» **Recorded data**
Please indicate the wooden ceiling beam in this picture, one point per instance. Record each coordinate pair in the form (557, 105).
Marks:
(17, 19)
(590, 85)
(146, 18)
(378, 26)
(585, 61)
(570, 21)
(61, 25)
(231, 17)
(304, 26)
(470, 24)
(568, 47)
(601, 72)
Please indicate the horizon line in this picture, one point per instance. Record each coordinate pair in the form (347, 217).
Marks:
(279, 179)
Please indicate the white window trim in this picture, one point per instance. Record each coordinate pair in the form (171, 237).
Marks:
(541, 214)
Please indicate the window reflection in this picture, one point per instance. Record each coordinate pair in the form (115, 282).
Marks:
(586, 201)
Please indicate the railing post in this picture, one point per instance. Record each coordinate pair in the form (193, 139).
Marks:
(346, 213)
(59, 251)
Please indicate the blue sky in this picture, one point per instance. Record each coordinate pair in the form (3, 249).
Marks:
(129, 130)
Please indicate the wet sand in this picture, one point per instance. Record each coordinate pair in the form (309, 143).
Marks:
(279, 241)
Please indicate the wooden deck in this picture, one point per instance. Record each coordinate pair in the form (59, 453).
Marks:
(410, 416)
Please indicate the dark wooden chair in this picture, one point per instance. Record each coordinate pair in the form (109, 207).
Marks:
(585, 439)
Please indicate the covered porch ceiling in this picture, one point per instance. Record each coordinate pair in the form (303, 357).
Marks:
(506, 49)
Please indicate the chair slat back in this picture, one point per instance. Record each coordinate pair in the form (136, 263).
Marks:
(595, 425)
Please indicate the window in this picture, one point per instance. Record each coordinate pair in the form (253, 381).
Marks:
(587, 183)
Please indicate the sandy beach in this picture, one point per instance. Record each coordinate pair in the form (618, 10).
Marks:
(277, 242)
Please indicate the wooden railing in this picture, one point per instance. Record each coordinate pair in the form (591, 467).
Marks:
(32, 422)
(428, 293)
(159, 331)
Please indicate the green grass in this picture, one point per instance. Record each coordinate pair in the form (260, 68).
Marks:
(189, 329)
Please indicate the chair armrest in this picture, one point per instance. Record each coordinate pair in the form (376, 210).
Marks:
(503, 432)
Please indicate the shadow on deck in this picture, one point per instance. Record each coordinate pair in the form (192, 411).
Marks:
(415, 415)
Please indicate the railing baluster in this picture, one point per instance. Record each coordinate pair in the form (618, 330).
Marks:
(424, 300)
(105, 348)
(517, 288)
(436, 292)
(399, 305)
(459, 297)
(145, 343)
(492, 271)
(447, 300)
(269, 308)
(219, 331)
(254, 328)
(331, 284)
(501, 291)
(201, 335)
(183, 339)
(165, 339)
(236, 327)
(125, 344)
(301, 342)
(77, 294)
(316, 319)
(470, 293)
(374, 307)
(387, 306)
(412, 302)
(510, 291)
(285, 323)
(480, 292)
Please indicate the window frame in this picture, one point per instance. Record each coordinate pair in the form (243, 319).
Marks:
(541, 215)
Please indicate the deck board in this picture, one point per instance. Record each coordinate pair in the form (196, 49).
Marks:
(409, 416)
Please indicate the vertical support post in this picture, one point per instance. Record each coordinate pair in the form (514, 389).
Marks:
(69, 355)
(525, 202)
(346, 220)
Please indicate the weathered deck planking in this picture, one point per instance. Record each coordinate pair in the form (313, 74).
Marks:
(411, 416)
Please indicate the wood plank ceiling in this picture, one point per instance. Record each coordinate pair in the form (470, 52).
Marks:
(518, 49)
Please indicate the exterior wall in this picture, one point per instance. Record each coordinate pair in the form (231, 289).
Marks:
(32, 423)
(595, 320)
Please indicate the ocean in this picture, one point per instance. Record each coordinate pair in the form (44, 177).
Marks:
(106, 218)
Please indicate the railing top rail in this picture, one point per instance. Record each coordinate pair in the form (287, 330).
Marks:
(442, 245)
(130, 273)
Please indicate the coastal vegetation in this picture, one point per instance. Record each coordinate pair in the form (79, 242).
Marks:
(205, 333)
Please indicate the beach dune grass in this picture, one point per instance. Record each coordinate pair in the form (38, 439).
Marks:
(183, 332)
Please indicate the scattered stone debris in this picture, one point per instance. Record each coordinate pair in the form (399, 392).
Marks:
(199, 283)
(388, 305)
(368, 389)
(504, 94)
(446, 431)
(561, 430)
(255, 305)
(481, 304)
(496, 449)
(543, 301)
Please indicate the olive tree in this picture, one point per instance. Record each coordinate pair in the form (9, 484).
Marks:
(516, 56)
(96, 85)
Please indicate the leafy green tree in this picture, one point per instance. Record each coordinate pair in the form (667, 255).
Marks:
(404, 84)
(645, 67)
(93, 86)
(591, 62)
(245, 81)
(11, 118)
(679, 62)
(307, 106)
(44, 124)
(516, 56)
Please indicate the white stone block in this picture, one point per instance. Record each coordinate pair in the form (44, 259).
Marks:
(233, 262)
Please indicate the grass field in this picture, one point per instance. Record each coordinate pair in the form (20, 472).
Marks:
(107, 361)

» **Problem to solve**
Extract every line from the one containing "Please indicate the wood plank" to the end of the entries, including both of those lines, exactly as given and with nothing added.

» **Output**
Please indicate the wood plank ceiling in this picture, one point per instance. Record each coordinate pair in the form (470, 52).
Marks:
(518, 49)
Please indicate the exterior wall in this picture, one point per instance. Record each coordinate pair in the form (231, 289).
Marks:
(32, 423)
(595, 320)
Please indicate the ocean in this picture, one point per instance. Record each coordinate pair in the form (44, 177).
Marks:
(106, 218)
Please indicate the railing top rail in this picture, one point per instance. Record each coordinate pair in the form (287, 330).
Marks:
(442, 245)
(130, 273)
Please indicate the coastal vegetation in this picture, one point per instance. Record each coordinate pair in the form (79, 242).
Marks:
(205, 333)
Please indicate the beach dune grass in this picture, one point per instance. Record each coordinate pair in the form (38, 439).
Marks:
(183, 332)
Please indicate the scattered stone debris in this picture, one point per instance. Record each coordinate pair in the form (399, 392).
Marks:
(199, 283)
(388, 305)
(368, 389)
(504, 94)
(446, 431)
(561, 430)
(255, 305)
(481, 304)
(496, 449)
(543, 301)
Please indicate the olive tree in this picture, one point per instance. Record each coordinate pair in the form (9, 484).
Marks:
(516, 56)
(96, 85)
Please indicate the leafy green tree in this picture, one point per instance. Record each coordinate pair in the form (667, 255).
Marks:
(404, 84)
(645, 67)
(93, 86)
(591, 62)
(245, 81)
(11, 118)
(679, 62)
(307, 106)
(44, 124)
(516, 56)
Please indicate the white stone block in this picture, one point per instance. Record each coordinate pair in the form (44, 259).
Marks:
(233, 262)
Please indicate the grass field in this picture, one point per instance. Record each coordinate pair in the form (20, 472).
Marks:
(107, 361)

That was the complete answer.